§ Input for this task
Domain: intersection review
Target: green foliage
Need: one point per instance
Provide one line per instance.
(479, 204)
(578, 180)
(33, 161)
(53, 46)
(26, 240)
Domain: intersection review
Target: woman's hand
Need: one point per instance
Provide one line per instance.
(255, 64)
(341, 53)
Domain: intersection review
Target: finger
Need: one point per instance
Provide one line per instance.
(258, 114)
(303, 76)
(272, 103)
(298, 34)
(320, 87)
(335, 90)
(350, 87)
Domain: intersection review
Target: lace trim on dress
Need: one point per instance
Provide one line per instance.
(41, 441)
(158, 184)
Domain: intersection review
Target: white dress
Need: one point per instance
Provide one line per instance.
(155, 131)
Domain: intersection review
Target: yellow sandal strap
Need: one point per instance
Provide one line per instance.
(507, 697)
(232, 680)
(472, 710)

--

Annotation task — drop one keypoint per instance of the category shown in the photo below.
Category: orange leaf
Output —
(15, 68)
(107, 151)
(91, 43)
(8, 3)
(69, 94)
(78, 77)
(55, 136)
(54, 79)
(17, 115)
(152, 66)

§ What you need to do
The answer must be all the lines above that hold the word "dress".

§ Written answer
Target: lace trim on dress
Target: white dress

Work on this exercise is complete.